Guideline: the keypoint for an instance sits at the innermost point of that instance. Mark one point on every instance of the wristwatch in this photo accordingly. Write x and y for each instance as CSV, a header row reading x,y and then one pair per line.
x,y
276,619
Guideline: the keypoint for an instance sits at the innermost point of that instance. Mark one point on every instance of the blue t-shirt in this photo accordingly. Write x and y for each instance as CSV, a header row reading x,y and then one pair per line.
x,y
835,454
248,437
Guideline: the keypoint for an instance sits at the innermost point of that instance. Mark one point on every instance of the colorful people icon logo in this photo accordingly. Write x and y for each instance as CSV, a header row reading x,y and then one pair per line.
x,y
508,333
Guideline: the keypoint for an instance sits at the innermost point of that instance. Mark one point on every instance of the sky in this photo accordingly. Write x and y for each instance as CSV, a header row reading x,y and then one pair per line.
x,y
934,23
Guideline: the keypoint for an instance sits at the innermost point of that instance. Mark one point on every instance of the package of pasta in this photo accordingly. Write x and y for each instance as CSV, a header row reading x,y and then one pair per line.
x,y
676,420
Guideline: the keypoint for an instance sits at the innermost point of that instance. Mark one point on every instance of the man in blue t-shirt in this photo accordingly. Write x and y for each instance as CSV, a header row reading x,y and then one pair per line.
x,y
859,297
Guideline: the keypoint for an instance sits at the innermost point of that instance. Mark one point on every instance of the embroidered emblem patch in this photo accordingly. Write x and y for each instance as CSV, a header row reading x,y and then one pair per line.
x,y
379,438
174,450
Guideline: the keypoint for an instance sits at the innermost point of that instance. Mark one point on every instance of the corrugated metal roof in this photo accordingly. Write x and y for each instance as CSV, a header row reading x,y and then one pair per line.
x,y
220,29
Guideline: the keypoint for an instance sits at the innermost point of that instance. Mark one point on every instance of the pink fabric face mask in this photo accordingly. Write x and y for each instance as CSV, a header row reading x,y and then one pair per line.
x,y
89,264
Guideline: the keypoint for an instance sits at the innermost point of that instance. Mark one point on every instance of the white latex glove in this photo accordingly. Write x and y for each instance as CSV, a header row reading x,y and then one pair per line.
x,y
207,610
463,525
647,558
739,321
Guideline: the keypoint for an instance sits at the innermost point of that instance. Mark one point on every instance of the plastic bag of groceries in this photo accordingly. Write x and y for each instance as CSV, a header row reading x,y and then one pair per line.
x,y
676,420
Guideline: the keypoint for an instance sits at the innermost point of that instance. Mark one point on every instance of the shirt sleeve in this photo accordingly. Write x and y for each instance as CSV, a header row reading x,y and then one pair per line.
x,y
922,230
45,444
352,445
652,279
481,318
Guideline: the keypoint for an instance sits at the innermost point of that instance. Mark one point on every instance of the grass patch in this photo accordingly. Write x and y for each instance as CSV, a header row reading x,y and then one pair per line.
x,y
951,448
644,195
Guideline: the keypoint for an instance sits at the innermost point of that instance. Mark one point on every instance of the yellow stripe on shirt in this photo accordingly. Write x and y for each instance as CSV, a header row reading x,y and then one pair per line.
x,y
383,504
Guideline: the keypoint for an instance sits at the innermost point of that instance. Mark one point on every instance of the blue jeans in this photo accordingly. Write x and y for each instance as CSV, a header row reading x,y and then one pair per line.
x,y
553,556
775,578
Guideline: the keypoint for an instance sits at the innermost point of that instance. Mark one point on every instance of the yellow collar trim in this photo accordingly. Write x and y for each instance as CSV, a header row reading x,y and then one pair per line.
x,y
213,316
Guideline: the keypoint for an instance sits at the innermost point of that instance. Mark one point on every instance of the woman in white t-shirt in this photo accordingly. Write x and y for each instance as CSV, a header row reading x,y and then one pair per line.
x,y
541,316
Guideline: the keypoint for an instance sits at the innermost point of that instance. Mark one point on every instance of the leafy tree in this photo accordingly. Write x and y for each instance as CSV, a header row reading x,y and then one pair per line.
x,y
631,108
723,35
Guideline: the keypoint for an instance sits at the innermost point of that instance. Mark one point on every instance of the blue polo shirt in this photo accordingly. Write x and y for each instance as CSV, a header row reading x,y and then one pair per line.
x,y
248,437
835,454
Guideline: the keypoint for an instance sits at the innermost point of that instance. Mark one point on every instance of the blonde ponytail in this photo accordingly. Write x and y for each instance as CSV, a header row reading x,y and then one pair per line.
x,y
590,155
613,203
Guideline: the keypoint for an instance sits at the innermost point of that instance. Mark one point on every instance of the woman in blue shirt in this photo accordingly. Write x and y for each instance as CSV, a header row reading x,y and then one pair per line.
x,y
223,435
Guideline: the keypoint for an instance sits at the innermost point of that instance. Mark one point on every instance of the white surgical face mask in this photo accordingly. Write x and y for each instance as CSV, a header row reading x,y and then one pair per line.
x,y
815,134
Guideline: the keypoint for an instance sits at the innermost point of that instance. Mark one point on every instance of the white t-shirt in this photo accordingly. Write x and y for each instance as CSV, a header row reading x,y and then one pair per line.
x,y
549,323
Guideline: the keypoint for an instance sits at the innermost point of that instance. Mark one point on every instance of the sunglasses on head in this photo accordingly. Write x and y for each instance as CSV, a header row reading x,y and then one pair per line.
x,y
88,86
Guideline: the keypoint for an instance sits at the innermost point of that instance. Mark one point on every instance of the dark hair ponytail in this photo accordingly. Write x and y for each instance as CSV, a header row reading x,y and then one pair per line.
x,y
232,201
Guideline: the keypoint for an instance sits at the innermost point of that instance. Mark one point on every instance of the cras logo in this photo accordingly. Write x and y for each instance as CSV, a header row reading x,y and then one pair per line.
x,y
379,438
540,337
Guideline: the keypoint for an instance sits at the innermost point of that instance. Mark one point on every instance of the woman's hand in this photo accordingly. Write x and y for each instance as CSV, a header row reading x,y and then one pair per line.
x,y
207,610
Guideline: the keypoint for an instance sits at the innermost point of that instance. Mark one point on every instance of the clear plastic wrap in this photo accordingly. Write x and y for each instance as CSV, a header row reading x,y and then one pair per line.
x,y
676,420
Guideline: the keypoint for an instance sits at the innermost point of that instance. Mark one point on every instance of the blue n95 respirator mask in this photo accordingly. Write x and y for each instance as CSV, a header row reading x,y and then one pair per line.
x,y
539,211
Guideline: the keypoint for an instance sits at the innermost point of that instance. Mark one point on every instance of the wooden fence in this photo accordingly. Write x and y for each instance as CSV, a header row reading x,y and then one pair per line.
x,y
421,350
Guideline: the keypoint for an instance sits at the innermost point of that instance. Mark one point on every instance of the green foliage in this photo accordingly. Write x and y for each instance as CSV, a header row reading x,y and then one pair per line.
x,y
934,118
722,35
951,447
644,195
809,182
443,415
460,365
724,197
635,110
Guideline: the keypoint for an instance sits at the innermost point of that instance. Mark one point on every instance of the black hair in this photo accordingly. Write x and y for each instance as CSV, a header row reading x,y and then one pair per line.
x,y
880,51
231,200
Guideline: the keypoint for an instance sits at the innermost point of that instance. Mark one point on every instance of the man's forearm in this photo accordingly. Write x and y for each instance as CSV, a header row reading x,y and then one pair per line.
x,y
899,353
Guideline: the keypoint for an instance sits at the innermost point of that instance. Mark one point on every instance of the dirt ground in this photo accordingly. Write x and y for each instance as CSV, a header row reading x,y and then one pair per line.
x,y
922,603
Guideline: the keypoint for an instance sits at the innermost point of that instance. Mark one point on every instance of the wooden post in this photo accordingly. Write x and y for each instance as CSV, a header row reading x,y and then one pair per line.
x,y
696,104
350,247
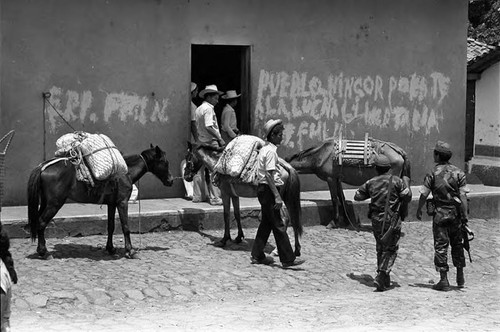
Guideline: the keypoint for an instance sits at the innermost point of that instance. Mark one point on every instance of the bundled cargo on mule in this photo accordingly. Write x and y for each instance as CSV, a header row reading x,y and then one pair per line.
x,y
239,159
94,156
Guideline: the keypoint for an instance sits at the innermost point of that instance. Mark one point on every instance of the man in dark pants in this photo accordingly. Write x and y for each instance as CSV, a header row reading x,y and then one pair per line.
x,y
270,201
449,191
377,189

+---+

_EXERCISE:_
Render every line from the one holding "the wooden post" through the last of the rows, both ends included, as a Markdown table with a No column numbering each line and a Text column giving the line. Skip blank lines and omit the pictures.

_THE RESPONSE:_
| No | Text |
|---|---|
| 1 | Guideline: the keypoint for an instance sits at the innermost point of that instance. Mark one point on every instance of the wooden post in this photo accordingly. Write x and y for each instance as CSV, a header row reading x,y and then one pair per line. |
| 2 | x,y |
| 3 | 696,104 |
| 4 | 350,247 |
| 5 | Guideline: the keypoint for an instance sits at the innermost point of that instance. Mark one point on every instance of the bundled cargo on mule in this photo accordingly. Write x and y for each instance as CSV, a header row reading x,y and then one pair per line. |
| 6 | x,y |
| 7 | 239,159 |
| 8 | 94,156 |
| 9 | Guideline: the keypoint for an instance sits at the innermost point of that instance. Mark one point on every instance of the man in dark pants in this photo accordingly. Write x and y for each instance as CSV, a header row reading x,y and then one pair per line. |
| 10 | x,y |
| 11 | 270,201 |
| 12 | 449,191 |
| 13 | 377,189 |